Task brief = Transcribe the records word for word. Leave every picture out.

Task inputs =
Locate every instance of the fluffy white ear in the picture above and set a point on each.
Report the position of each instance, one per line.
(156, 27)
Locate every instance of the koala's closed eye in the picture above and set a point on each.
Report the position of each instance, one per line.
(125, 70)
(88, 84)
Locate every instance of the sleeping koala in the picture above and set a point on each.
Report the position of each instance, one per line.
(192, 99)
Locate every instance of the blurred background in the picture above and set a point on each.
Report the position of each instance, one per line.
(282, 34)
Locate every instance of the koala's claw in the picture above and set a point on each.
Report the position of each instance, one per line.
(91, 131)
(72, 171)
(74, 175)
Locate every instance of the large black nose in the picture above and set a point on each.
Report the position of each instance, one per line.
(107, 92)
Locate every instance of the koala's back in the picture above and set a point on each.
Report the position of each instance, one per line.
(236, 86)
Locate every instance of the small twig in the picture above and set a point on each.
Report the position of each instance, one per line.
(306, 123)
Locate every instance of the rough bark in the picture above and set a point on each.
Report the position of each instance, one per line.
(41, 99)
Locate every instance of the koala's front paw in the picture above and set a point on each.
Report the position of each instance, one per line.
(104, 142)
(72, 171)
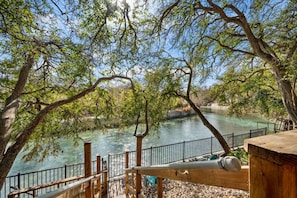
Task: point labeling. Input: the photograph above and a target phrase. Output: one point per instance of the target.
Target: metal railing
(115, 163)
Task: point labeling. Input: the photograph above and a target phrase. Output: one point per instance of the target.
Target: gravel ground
(186, 190)
(178, 189)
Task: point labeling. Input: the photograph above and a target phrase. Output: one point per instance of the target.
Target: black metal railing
(116, 163)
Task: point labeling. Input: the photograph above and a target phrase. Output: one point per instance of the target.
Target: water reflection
(115, 141)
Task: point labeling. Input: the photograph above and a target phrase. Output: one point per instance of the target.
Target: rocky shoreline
(178, 189)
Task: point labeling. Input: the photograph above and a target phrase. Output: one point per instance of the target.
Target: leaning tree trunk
(289, 97)
(214, 131)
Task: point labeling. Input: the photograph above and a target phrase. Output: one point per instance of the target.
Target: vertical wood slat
(88, 167)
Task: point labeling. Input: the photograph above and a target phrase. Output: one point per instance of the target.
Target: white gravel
(185, 190)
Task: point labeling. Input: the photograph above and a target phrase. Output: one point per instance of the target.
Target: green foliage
(240, 154)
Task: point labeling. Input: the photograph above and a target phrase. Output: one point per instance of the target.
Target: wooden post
(138, 163)
(160, 187)
(88, 167)
(273, 165)
(98, 163)
(127, 174)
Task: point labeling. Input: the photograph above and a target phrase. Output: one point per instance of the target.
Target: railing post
(19, 180)
(151, 156)
(233, 141)
(211, 145)
(184, 150)
(138, 163)
(88, 167)
(65, 171)
(160, 187)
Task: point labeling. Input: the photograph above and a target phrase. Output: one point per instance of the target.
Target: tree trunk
(214, 131)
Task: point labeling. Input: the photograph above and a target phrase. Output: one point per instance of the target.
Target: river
(116, 141)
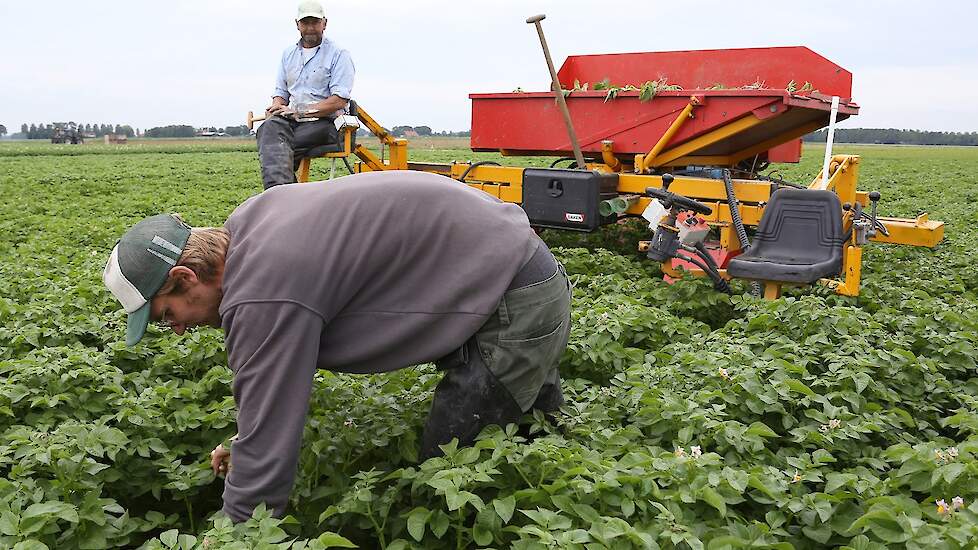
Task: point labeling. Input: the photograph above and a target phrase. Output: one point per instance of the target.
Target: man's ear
(183, 274)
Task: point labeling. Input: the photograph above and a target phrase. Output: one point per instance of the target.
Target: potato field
(693, 419)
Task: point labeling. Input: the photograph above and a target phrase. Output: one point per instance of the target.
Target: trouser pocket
(523, 349)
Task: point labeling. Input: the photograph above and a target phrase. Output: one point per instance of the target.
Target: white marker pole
(828, 141)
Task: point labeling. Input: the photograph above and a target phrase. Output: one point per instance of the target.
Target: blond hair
(204, 255)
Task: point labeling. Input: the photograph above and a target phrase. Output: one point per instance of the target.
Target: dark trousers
(282, 143)
(506, 369)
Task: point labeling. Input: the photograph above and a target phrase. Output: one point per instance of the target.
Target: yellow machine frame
(505, 182)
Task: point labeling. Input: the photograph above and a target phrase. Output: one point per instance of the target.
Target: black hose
(563, 159)
(473, 165)
(718, 282)
(734, 206)
(705, 254)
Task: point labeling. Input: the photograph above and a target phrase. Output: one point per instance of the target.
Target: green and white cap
(139, 265)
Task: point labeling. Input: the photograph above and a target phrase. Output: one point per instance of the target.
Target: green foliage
(693, 419)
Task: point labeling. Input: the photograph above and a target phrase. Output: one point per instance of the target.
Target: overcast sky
(207, 62)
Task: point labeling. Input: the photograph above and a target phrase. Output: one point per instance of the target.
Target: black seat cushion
(799, 239)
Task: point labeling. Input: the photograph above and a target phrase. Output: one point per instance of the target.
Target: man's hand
(280, 110)
(220, 460)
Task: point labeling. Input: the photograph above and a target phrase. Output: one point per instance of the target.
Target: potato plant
(693, 420)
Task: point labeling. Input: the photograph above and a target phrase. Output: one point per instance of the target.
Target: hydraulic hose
(564, 159)
(475, 164)
(738, 223)
(718, 282)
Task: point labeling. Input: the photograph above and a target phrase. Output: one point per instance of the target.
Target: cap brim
(136, 325)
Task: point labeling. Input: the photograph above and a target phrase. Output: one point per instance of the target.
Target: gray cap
(310, 8)
(139, 265)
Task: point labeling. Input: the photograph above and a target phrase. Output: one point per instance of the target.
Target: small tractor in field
(66, 133)
(679, 138)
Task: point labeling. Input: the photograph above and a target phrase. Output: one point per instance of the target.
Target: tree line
(184, 130)
(45, 131)
(895, 137)
(423, 131)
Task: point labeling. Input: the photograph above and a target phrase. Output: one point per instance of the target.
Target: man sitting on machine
(314, 85)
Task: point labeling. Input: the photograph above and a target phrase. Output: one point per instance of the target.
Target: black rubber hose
(705, 254)
(563, 159)
(738, 223)
(718, 282)
(473, 165)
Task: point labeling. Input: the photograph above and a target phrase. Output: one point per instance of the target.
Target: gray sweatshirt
(363, 274)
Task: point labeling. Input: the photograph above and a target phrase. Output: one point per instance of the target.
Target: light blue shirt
(328, 72)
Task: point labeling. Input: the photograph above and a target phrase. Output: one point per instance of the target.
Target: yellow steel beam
(918, 232)
(512, 175)
(785, 137)
(843, 175)
(703, 160)
(667, 158)
(649, 161)
(608, 155)
(375, 129)
(370, 160)
(697, 188)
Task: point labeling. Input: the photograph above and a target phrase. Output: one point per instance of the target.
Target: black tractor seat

Answer to the exercise =
Locate every instance of the fluffy white ear in the picture above and set a point on each.
Report the position of each instance, one per line.
(156, 27)
Locate every instance of the koala's closed eye in the picture above and set a point on each.
Report the position of each instance, one per line.
(125, 70)
(88, 84)
Locate every instance of the sleeping koala in the picture above and set a point on each.
Report the position of each instance, one per line.
(192, 99)
Locate every instance of the blurred background in the picture above and set a point on each.
Report the position of each instance, one per line.
(282, 34)
Locate every instance of the koala's claw in the picture above and set a point on each.
Report the position of each instance, one per line.
(91, 131)
(72, 171)
(74, 175)
Locate every instance of the large black nose in the picture above and set a point on each.
Report the position of each instance, one per line.
(107, 92)
Locate every instance of the koala's back in the picture above and set a point on each.
Report the position of each instance, one per line.
(236, 86)
Locate every instance of the small twig in the picture above and set a point on each.
Report the position of each instance, one per line.
(306, 123)
Locate every instance of the rough bark in the picture above and set a point on each.
Report the position of each instance, one per line.
(41, 99)
Locate every instance of the koala's front paw in the picture above and set a point on each.
Report the position of each instance, one per line.
(104, 142)
(72, 171)
Task: point labeling. Input: the photograph above and a target phrase. Output: one point per instance of the target.
Target: metal railing
(115, 163)
Task: point labeling. Input: the photograph above and a target phrase. Output: one point per instance of the target.
Target: gravel ground
(186, 190)
(178, 189)
Task: point labeling. Input: the photograph above and a target phrase. Output: one point per instance of the target.
Target: black metal railing
(116, 163)
Task: point labeling. Input: the photograph above and a target phrase. Output: one point per instance of the target.
Target: water reflection
(115, 141)
Task: point labeling. Input: the photograph above and a target phrase. Output: one point per instance of the target.
Target: rocky shoreline
(178, 189)
Task: point labeling. Input: the photograph above and a target phrase. Output: one point per instance of the target.
Target: leaning tree trunk
(289, 97)
(214, 131)
Task: point labeling. Input: the photograph above and a target phrase. Output: one point per instance of the target.
Target: vertical wood slat
(88, 167)
Task: point labeling. Input: the photograph above and a target phrase. Output: one point per instance of the target.
Target: white gravel
(185, 190)
Task: point labeling. Input: the photograph above and a target phrase. Output: one point per instance of the target.
Target: green foliage
(240, 154)
Task: point labeling. Input: the photograph above and a target phrase. Output: one point per instance of the target.
Target: wooden post
(138, 163)
(160, 187)
(88, 167)
(273, 165)
(98, 163)
(127, 174)
Task: point labeling. Input: the photograph above and a target phrase. Output: one point per instance of the target.
Target: railing post
(19, 180)
(151, 156)
(233, 141)
(211, 145)
(184, 150)
(138, 163)
(88, 167)
(65, 171)
(160, 187)
Task: point labeling. Input: the photograph above and a target phrase. Output: one point per instance of the target.
Target: tree trunk
(214, 131)
Task: point labeling. Input: the photograph above and a target phrase. Output: one point per instance of the target.
Target: river
(116, 141)
Task: point labeling. Input: the photograph above and a target phrase. Output: one point per instance of the target.
Target: man's ear
(183, 274)
Task: point labeling. Input: the photograph above and a target phrase. Output: one point per instance of the target.
Target: potato field
(693, 419)
Task: point labeling. Input: the photograph above and a target phrase. Output: one point per instance of the target.
Target: trouser pocket
(523, 349)
Task: point labeling. Input: the photograph above and a target phrase. Output: one point per instance of the target.
Target: white marker pole
(828, 141)
Task: point labeling. Input: the photograph above and a target phrase. Output: one point per instance of the target.
Target: blond hair
(204, 255)
Task: point labeling. Input: the photograph above and a target phrase. Output: one point per instance of the target.
Target: dark trousers
(282, 143)
(506, 369)
Task: point labeling. Input: the photograph above and a target phrase. Output: one point per instance of the target.
Target: yellow machine frame
(505, 182)
Task: point labeling. Input: the photograph above and a target phrase. Output: one point per instance of the target.
Target: black hose
(563, 159)
(473, 165)
(718, 282)
(734, 206)
(705, 254)
Task: point labeling. Input: the photograph above and a target phrase. Output: one point per instance of the target.
Target: green and white cap
(139, 265)
Task: point labeling. Input: the photograph above and a target phrase. Output: one point per instance of the target.
Target: green foliage
(693, 419)
Task: point labeling. Input: the photograph above and a target phrase. Output: one point per instance of the target.
Target: overcast sky
(207, 62)
Task: point labeling. Input: the photograph above and a target phrase. Output: one point per instance of the target.
Target: black seat cushion
(799, 239)
Task: point labeling. Input: the photograph above and a target phrase. Output: one point per instance of the target.
Target: man's hand
(280, 110)
(220, 460)
Task: point labeling. Input: the photograph above and a target phrase. Output: one point per instance of the target.
Target: potato plant
(693, 420)
Task: point labeling. Input: the photograph above and a target phrase. Output: one point per instance of the target.
Target: hydraulic hose
(564, 159)
(475, 164)
(738, 223)
(718, 282)
Task: point labeling. Input: the photograph above and a target phrase. Output: one point per instance of the target.
Target: cap brim
(136, 325)
Task: point labeling. Input: the photograph above and a target phrase. Output: one point per instance of the target.
Target: gray cap
(310, 8)
(139, 265)
Task: point labeling. Input: the photograph above and a target phrase. Output: one point per instance of the target.
Target: small tractor in field
(66, 133)
(679, 138)
Task: point labeling. Input: the photograph above and a target phrase. Output: one point per instance of the target.
Target: tree line
(184, 130)
(45, 131)
(895, 137)
(423, 131)
Task: point labeling. Input: the photograph above and a target phrase. Output: one point per instance of the target.
Target: man sitting on machine
(314, 85)
Task: point labeling. Input: the photograph above and a target phrase. Output: one point per instance of the target.
Target: black rubber hose
(705, 254)
(563, 159)
(738, 223)
(718, 282)
(473, 165)
Task: point labeling. Input: the photograph above and a target phrase. Output: one point per instance of the target.
Target: gray sweatshirt
(363, 274)
Task: point labeling. Input: the photograph above and a target phrase. Output: one point per instance of the target.
Target: light blue shirt
(328, 72)
Task: point labeling. Input: the photograph above and a target phrase. Output: one point per instance of the target.
Target: yellow steel beam
(918, 232)
(512, 175)
(785, 137)
(843, 175)
(703, 160)
(667, 158)
(649, 161)
(608, 155)
(375, 129)
(370, 160)
(697, 188)
Task: point labeling. Input: the photograph above and a target phrase. Output: one point per instance of the target.
Target: black tractor seat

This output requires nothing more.